EXERCISE PROMPT:
Rewrite the records below as a numbered list, starting with the line that contains "Point out the stone step" and going on through the line that contains "34), (150, 26)]", leaving out any blank lines.

SUPPLIED INFORMATION:

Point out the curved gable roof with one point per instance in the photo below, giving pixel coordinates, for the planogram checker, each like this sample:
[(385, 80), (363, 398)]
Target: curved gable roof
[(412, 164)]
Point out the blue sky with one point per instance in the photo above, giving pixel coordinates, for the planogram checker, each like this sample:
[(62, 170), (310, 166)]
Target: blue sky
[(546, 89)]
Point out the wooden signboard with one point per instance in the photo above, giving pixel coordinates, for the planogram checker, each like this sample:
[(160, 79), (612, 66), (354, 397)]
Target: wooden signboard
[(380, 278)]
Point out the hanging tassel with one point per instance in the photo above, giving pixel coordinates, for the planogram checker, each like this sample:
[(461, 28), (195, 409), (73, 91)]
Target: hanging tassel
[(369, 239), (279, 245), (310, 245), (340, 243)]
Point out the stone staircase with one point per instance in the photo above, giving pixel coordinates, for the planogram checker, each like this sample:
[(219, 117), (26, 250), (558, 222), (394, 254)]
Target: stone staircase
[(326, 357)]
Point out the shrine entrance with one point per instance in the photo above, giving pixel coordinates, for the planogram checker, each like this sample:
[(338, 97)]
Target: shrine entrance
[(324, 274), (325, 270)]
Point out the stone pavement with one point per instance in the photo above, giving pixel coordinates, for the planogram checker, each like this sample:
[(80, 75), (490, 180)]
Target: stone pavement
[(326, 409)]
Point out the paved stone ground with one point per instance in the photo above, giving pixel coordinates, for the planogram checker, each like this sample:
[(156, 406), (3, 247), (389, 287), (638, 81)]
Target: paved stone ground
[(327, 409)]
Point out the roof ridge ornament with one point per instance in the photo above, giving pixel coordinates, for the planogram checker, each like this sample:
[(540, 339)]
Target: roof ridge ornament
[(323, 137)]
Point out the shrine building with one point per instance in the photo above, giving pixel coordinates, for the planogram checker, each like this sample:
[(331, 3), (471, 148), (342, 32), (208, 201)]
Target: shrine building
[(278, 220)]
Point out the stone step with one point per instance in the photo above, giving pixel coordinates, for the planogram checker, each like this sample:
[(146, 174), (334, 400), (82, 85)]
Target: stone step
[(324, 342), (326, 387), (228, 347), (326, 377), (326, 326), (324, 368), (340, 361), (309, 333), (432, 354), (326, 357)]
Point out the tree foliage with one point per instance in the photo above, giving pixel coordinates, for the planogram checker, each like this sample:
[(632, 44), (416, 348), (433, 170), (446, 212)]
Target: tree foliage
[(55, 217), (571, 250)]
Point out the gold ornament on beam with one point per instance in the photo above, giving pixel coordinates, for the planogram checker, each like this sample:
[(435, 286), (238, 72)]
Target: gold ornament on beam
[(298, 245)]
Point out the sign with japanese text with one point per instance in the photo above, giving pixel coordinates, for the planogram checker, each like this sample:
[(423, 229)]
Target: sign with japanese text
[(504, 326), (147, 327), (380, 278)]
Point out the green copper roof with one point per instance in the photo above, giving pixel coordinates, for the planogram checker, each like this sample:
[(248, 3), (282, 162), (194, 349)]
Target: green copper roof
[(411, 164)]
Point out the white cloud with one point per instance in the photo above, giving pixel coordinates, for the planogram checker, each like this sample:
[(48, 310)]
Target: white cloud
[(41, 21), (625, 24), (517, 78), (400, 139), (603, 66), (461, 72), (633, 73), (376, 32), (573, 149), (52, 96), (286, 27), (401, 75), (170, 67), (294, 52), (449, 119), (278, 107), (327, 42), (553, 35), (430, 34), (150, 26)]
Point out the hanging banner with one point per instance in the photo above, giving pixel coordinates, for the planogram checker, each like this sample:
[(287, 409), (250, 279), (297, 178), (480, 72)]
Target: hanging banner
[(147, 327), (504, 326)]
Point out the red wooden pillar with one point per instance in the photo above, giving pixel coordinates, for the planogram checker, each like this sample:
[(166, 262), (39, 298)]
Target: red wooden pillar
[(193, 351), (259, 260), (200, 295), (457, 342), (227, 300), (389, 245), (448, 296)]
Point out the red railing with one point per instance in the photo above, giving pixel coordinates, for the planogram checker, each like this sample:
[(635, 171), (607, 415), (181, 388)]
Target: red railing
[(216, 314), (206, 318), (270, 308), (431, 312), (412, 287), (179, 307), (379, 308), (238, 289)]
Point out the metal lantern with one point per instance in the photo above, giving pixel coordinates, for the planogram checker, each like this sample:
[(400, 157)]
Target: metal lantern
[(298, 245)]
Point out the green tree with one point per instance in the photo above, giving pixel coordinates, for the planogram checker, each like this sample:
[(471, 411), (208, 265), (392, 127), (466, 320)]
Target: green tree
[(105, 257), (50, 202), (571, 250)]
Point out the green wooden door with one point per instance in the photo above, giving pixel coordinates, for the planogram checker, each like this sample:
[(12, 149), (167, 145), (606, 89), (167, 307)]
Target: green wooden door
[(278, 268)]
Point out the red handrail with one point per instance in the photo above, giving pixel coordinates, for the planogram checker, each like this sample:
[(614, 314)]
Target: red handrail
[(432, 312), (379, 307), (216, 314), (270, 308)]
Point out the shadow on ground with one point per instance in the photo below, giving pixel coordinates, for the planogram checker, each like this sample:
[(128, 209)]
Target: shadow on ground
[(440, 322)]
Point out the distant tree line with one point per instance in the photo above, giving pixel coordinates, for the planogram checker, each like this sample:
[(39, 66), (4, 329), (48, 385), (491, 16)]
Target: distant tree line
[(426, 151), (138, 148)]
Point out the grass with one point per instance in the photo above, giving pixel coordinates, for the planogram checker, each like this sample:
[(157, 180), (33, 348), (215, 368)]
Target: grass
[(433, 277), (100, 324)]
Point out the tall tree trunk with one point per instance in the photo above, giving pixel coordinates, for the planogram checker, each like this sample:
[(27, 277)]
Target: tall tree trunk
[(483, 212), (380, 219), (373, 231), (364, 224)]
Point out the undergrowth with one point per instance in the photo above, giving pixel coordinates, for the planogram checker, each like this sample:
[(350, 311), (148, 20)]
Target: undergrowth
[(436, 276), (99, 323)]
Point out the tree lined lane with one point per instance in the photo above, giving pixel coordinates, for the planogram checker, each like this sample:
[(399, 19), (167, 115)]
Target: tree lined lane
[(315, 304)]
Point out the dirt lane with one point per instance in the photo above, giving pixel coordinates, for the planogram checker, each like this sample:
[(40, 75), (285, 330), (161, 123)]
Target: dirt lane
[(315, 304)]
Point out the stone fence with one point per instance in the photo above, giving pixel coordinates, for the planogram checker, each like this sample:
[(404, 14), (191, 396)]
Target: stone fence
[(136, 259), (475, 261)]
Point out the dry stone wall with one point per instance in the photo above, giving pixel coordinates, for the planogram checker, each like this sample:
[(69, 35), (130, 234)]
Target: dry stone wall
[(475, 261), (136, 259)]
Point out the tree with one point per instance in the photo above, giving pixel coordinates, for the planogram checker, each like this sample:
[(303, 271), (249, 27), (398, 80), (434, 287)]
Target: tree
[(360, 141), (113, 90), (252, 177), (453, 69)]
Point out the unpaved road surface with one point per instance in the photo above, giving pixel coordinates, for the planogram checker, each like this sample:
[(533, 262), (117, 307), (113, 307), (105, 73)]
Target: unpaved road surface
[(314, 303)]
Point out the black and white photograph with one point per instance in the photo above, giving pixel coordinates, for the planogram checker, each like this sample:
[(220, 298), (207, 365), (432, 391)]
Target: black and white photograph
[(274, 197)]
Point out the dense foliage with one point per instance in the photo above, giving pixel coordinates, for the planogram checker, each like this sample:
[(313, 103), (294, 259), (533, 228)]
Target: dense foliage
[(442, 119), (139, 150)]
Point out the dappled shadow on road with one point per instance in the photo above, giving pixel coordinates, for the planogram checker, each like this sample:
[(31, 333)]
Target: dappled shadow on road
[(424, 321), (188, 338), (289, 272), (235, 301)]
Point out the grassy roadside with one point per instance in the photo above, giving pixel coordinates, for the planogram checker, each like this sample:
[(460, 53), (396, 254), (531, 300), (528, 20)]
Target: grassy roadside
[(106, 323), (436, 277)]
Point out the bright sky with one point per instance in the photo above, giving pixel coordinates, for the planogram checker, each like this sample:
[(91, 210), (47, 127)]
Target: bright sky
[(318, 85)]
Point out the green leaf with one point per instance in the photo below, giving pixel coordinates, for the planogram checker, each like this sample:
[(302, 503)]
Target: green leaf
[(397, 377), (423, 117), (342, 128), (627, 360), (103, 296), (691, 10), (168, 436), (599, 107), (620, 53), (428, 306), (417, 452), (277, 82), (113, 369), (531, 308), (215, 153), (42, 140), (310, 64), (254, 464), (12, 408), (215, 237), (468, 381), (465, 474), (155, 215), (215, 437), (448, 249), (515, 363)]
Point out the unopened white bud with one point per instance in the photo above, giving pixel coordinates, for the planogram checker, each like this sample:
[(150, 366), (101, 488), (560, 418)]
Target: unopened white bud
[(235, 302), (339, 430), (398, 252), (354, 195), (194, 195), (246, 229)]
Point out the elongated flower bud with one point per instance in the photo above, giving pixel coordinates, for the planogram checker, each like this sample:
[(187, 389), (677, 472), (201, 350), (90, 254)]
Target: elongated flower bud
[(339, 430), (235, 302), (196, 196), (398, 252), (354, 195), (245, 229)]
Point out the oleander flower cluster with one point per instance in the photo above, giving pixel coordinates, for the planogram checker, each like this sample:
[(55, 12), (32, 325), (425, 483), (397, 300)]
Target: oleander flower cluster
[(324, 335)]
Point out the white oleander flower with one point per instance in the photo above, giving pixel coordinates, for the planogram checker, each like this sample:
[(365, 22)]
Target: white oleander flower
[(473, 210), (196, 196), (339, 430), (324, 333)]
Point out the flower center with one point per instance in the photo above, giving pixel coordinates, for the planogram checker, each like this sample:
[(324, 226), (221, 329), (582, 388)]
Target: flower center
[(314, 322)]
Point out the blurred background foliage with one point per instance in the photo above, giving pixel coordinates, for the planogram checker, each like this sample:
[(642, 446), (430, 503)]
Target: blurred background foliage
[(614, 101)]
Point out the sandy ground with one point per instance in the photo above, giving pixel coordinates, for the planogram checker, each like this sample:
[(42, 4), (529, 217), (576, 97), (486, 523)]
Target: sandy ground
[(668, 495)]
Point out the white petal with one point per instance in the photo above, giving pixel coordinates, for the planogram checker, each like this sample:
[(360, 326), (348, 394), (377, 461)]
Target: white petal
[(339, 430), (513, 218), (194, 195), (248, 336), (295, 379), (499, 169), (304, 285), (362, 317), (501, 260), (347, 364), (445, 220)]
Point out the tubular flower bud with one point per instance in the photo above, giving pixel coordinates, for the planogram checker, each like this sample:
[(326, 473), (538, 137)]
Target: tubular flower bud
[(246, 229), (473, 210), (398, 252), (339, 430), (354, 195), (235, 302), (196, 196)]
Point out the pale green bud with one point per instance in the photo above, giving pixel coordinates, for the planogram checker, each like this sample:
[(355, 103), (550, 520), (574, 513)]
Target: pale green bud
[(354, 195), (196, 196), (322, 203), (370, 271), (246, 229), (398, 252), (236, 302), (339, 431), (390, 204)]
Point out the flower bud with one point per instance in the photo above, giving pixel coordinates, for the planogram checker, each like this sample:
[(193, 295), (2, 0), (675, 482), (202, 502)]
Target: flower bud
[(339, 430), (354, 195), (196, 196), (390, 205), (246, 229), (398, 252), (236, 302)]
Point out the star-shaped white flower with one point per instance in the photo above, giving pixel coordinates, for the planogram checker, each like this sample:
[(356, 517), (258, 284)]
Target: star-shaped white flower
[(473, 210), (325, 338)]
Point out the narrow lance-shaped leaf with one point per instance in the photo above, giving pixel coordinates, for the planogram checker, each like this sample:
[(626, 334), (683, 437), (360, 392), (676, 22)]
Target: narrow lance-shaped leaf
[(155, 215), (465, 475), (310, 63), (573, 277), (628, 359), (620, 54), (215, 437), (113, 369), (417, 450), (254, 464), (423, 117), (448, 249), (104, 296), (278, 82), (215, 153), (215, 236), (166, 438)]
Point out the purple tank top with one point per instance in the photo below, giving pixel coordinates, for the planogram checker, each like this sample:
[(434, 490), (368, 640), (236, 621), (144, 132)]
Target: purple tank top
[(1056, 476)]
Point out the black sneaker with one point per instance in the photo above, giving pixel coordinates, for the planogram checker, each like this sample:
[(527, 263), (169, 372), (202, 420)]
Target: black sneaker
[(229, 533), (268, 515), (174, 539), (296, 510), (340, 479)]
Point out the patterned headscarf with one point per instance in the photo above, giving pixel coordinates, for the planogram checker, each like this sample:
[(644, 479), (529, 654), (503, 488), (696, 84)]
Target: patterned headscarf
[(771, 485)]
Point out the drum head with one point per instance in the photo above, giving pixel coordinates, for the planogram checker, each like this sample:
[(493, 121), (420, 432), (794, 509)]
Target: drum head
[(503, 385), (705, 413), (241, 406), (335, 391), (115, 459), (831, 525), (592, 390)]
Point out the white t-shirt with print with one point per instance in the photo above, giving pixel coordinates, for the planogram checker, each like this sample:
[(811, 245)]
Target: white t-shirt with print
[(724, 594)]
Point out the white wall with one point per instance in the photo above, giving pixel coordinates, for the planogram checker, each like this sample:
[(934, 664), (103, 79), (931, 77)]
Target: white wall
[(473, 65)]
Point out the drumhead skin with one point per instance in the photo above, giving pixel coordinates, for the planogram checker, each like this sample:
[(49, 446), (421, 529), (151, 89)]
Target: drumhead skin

ANSWER TO THIS PROBLEM:
1. Point out the stone step with one point per instance in the photo above, giving pixel coordinates, for the planogram checker, each like this sample:
2. [(146, 174), (334, 400), (82, 85)]
3. Target: stone step
4. [(324, 342), (326, 387), (228, 347), (326, 377), (326, 326), (324, 368), (340, 361), (309, 333), (432, 354), (326, 357)]
5. Point out the tree foliage with one point per instance in the photo above, giving pixel coordinates, for the planogram checker, each like this sample:
6. [(632, 44), (416, 348), (433, 170), (446, 212)]
7. Target: tree foliage
8. [(55, 217), (571, 250)]
9. Point out the gold ornament on beam with one point per instance in the photo above, giving pixel coordinates, for the planogram checker, each like this sample:
10. [(435, 286), (238, 72)]
11. Target: gold ornament on beam
12. [(298, 245)]
13. Point out the sign with japanese text with one point per instance in the photo above, giving pixel coordinates, for the planogram checker, each like this sample:
14. [(423, 229)]
15. Target: sign with japanese text
16. [(504, 326), (147, 327), (380, 278)]
17. Point out the green copper roof with one point per instance in the photo above, giving pixel coordinates, for the planogram checker, each like this sample:
18. [(248, 3), (282, 162), (194, 349)]
19. Target: green copper roof
20. [(411, 164)]
21. Point out the white cloud with one point per instance in the photo above, giving pixel coordinates, for the planogram checker, each like this sample:
22. [(48, 310)]
23. Target: white cloud
24. [(41, 21), (625, 24), (517, 78), (400, 139), (603, 66), (461, 72), (633, 73), (376, 32), (573, 149), (52, 96), (286, 27), (401, 75), (170, 67), (294, 52), (449, 119), (278, 107), (327, 42), (553, 35), (430, 34), (150, 26)]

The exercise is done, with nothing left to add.